■ TRAVAIL À FAIRE ■
**A)** Recopiez fidèlement un passage de l'extrait : commencez aux mots « Des personnes traversent » et arrêtez-vous après « fiscale au Liban. ».
**B)** Répondez brièvement aux questions suivantes à partir de l'extrait.
(i) Contre combien de compagnies d'hydrocarbures le procureur financier Ali Ibrahim engage-t-il des poursuites ?
(ii) À quelle date le Conseil des ministres a-t-il adopté huit mesures ?
(iii) Selon Hassan Diab, quel montant est sorti du Liban depuis le début de l'année ?

■ EXTRAIT ■
################

Dans le sillage de cette affaire, le procureur financier Ali Ibrahim engage des poursuites contre dix compagnies d’hydrocarbures, pour « détournement de fonds publics et enrichissement illicite ».

Le 21 mai, et dans une décision inédite, un juge ordonne la saisie préventive des biens d’un député dans le cadre d’un procès intenté contre lui par l’État pour « atteinte au prestige de la justice ».

Des terrains, des actions et des véhicules appartenant à Hadi Hobeiche, membre du bloc parlementaire de l’ancien Premier ministre Saad Hariri, sont saisis pour couvrir les frais de dédommagement réclamés par la procureure Ghada Aoun, encore elle, que l’élu avait injurié devant les caméras. Hadi Hobeiche tentait d’intervenir auprès de la juge qui avait ordonné l’arrestation dans une affaire de corruption de l’une de ses proches, Hoda Salloum, directrice du département du trafic routier.

L’exécutif renforce et réactive son arsenal juridique et législatif

Parallèlement à l’action de la justice, le gouvernement s’est employé, ces dernières semaines, à renforcer son arsenal législatif et juridique de lutte contre la corruption.   

Le Conseil des ministres a adopté, le 24 avril, huit mesures visant à poursuivre en justice les personnes coupables de corruption et d’évasion fiscale et à récupérer les fonds détournés ou transférés à l’étranger.      

Le ministère des Finances a ainsi été chargé de mener des enquêtes fiscales visant toutes les « personnes physiques ou morales » qui ont conclu des contrats ou étaient liées par des engagements avec les institutions étatiques. Tous les contrats passés avec l’État depuis la fin de la guerre civile, en 1990, seront décortiqués, la priorité étant donnée à ceux qui ont été conclus ces cinq dernières années. 

Le gouvernement a aussi décidé d’examiner toutes les déclarations de patrimoine des ministres et des députés, anciens ou en exercice, pour vérifier si elles correspondent bien à la réalité.

Des personnes traversent le hall principal du palais de justice à Beyrouth en décembre 2002 (AFP)
Hall principal du palais de justice de Beyrouth en décembre 2002 (AFP)

Le Liban souhaite enfin activer les mécanismes d’échanges internationaux de données fiscales pour demander aux pays tiers des informations sur des comptes bancaires ouverts à l’étranger par des « personnes physiques et morales » ayant déclaré leur résidence fiscale au Liban.

Le but de cette mesure est d’identifier les personnes ou les sociétés qui ont procédé à des transferts de fonds vers l’étranger, surtout depuis l’éclatement de la crise économique et financière, qui se traduit, depuis l’automne dernier, par une pénurie de dollars.

Hassan Diab avait révélé, dans une de ses récentes interventions, que 5,7 milliards de dollars avaient été ainsi sortis du Liban depuis le début de cette année.

################

■ LIGNES FOURNIES ■
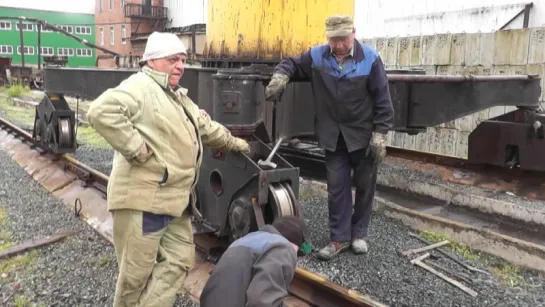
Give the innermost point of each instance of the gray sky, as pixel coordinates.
(75, 6)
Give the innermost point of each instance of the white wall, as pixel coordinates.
(69, 6)
(381, 18)
(183, 13)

################

■ CORRIGÉ ■
**A)**
Des personnes traversent le hall principal du palais de justice à Beyrouth en décembre 2002 (AFP)
Hall principal du palais de justice de Beyrouth en décembre 2002 (AFP)

Le Liban souhaite enfin activer les mécanismes d’échanges internationaux de données fiscales pour demander aux pays tiers des informations sur des comptes bancaires ouverts à l’étranger par des « personnes physiques et morales » ayant déclaré leur résidence fiscale au Liban.

**B)**
(i) Contre dix compagnies d'hydrocarbures.
(ii) Le 24 avril.
(iii) 5,7 milliards de dollars.